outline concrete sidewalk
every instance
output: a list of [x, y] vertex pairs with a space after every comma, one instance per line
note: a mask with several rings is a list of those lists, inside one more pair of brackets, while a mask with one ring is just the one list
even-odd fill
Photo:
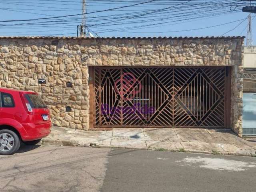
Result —
[[246, 140], [228, 129], [114, 128], [87, 131], [53, 127], [42, 143], [256, 156], [256, 140]]

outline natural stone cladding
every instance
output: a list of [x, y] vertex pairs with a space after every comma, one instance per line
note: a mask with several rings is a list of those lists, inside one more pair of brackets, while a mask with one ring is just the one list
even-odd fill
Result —
[[[0, 37], [0, 86], [41, 93], [54, 125], [87, 130], [88, 66], [232, 66], [231, 128], [241, 136], [243, 41], [241, 37]], [[46, 84], [38, 84], [39, 79]]]

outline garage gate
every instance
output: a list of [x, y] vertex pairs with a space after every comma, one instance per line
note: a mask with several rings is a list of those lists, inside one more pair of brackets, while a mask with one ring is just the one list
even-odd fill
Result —
[[228, 70], [92, 67], [90, 120], [94, 128], [228, 127]]

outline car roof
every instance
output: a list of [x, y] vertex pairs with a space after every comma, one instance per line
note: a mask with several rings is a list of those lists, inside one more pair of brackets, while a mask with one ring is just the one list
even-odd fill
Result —
[[23, 91], [22, 90], [18, 90], [17, 89], [12, 89], [0, 87], [0, 92], [1, 91], [6, 92], [9, 93], [11, 92], [22, 92], [24, 93], [35, 93], [35, 92], [33, 91]]

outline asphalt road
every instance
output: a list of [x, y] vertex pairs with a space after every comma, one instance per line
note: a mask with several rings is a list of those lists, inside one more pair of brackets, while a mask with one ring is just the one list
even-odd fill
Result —
[[256, 158], [22, 146], [0, 156], [0, 191], [255, 192]]

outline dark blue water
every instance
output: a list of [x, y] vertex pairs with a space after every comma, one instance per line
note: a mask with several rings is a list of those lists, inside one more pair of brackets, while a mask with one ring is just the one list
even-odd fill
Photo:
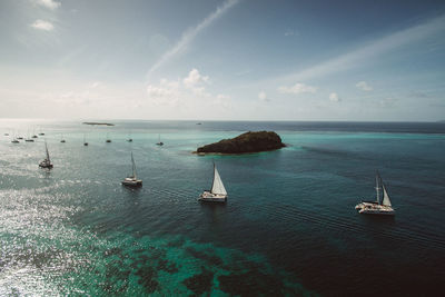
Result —
[[[1, 121], [44, 131], [55, 169], [37, 167], [42, 138], [1, 136], [0, 295], [441, 295], [444, 123], [112, 122]], [[190, 154], [247, 130], [288, 147]], [[120, 186], [130, 151], [140, 190]], [[225, 206], [196, 200], [212, 161]], [[354, 209], [374, 198], [376, 169], [394, 218]]]

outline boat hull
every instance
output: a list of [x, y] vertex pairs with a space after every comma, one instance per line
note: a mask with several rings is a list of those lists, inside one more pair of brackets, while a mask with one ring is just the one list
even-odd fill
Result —
[[122, 186], [138, 188], [142, 187], [142, 180], [122, 180]]
[[225, 202], [227, 202], [227, 195], [218, 195], [218, 194], [211, 194], [209, 191], [205, 191], [199, 196], [198, 201], [225, 204]]
[[355, 209], [362, 215], [383, 215], [383, 216], [394, 216], [395, 210], [390, 206], [379, 205], [377, 202], [360, 202], [356, 205]]

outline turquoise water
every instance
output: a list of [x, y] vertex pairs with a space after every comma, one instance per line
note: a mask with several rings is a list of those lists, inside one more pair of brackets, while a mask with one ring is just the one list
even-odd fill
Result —
[[[442, 287], [444, 125], [116, 123], [0, 121], [1, 296], [394, 296]], [[259, 129], [288, 147], [190, 154]], [[18, 145], [3, 136], [28, 130], [46, 136]], [[51, 171], [38, 168], [43, 138]], [[120, 185], [130, 151], [139, 190]], [[212, 161], [229, 192], [225, 206], [197, 201]], [[354, 209], [374, 197], [376, 169], [394, 219]]]

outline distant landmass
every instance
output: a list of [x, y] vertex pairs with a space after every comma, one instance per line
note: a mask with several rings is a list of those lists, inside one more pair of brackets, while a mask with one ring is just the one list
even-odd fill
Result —
[[198, 148], [196, 152], [244, 154], [276, 150], [285, 147], [281, 138], [274, 131], [245, 132], [231, 139]]
[[91, 126], [115, 126], [115, 123], [109, 122], [96, 122], [96, 121], [83, 121], [83, 125], [91, 125]]

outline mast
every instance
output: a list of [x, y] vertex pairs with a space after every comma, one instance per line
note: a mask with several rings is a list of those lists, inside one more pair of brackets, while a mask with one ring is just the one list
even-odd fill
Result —
[[135, 164], [135, 159], [132, 158], [132, 151], [131, 151], [131, 164], [132, 164], [132, 176], [136, 179], [137, 174], [136, 174], [136, 164]]
[[383, 188], [383, 201], [382, 201], [382, 204], [384, 206], [389, 206], [390, 207], [392, 205], [390, 205], [389, 196], [388, 196], [388, 192], [385, 189], [385, 185], [383, 184], [383, 181], [382, 181], [382, 188]]
[[214, 182], [211, 184], [211, 194], [227, 195], [226, 188], [224, 187], [221, 177], [219, 176], [218, 169], [214, 164]]
[[379, 178], [380, 178], [380, 175], [378, 174], [378, 171], [376, 172], [376, 200], [377, 200], [377, 204], [380, 204], [380, 195], [379, 195], [379, 190], [380, 190], [380, 187], [379, 187]]
[[215, 170], [216, 170], [216, 167], [215, 167], [215, 161], [214, 161], [214, 178], [211, 179], [210, 192], [212, 192], [212, 190], [214, 190], [214, 184], [215, 184]]
[[51, 162], [51, 160], [49, 159], [47, 141], [44, 141], [44, 149], [47, 150], [47, 160], [48, 160], [48, 162]]

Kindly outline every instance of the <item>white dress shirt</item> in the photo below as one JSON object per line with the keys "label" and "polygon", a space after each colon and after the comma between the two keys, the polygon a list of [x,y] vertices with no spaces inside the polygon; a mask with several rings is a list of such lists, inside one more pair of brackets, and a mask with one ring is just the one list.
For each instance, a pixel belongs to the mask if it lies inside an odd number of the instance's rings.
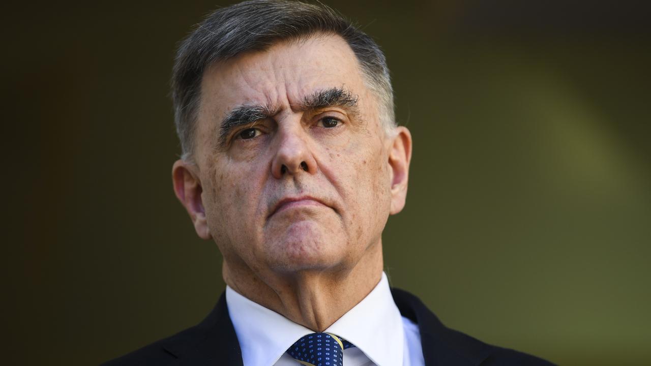
{"label": "white dress shirt", "polygon": [[[226,288],[226,303],[244,366],[296,366],[285,353],[314,333]],[[344,366],[421,366],[425,362],[418,326],[400,315],[383,272],[367,297],[325,331],[355,345],[344,350]]]}

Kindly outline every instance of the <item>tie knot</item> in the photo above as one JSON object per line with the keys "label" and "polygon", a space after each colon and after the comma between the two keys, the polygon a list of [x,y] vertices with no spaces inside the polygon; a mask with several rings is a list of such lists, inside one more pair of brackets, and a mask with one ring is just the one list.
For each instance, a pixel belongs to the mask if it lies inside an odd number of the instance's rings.
{"label": "tie knot", "polygon": [[344,350],[354,346],[334,334],[312,333],[301,337],[292,345],[287,353],[303,365],[342,366]]}

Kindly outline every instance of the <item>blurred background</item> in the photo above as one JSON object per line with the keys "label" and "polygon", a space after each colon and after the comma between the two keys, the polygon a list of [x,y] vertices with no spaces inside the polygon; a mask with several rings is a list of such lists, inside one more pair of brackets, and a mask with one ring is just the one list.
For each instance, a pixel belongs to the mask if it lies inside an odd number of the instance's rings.
{"label": "blurred background", "polygon": [[[214,305],[167,93],[176,43],[230,3],[2,12],[7,364],[97,364]],[[488,343],[651,364],[648,3],[324,3],[385,51],[414,137],[392,285]]]}

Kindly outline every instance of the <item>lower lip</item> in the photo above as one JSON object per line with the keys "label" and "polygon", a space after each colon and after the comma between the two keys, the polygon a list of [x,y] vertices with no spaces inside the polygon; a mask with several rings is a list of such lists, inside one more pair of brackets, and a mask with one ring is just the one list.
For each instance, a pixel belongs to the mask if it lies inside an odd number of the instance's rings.
{"label": "lower lip", "polygon": [[288,202],[287,203],[283,204],[282,206],[276,210],[276,212],[273,214],[278,214],[282,211],[286,210],[290,210],[292,208],[300,208],[301,207],[307,207],[309,206],[322,206],[324,204],[320,202],[317,202],[313,199],[301,199],[299,201],[292,201],[292,202]]}

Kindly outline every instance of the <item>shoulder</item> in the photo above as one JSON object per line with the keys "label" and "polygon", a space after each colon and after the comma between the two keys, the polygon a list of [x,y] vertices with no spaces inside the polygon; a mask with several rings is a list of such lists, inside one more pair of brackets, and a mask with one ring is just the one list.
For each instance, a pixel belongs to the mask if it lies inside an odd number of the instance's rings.
{"label": "shoulder", "polygon": [[242,365],[242,354],[223,294],[208,316],[199,324],[161,339],[122,357],[106,366]]}
{"label": "shoulder", "polygon": [[398,289],[391,289],[391,293],[402,315],[418,325],[426,365],[553,365],[531,355],[484,343],[449,328],[416,296]]}

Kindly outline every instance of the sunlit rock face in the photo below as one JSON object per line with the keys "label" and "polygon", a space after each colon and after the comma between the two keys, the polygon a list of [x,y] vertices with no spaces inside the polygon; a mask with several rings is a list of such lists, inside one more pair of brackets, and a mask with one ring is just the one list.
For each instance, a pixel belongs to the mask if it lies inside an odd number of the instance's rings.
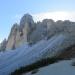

▶ [Exercise instructions] Rewrite the listing from its start through the line that contains "84], [39, 79]]]", both included, swapping "natural stone cladding" for "stone veneer" and leaving everything else unchanged. Leave out the pictures.

▶ [Output of the exercise]
outline concrete sidewalk
every instance
output: a list of [x, y] vertex pairs with a space after every comma, one instance per line
note: a mask with several rings is a list of those lists, inside one more pair of brackets, while a mask with one ring is just the one list
even-odd fill
Photo:
Result —
[[246, 140], [228, 129], [114, 128], [87, 131], [53, 127], [42, 143], [256, 156], [256, 140]]

outline stone veneer
every instance
output: a list of [x, y] vertex pairs with a space after every comma, one instance per line
note: a mask with several rings is a list of those lists, inside one more pair of brackets, while a mask with one ring is just the one list
even-odd fill
Result —
[[[0, 37], [0, 86], [41, 93], [54, 125], [87, 130], [88, 66], [232, 66], [231, 128], [241, 136], [243, 41], [241, 37]], [[46, 84], [38, 84], [39, 79]]]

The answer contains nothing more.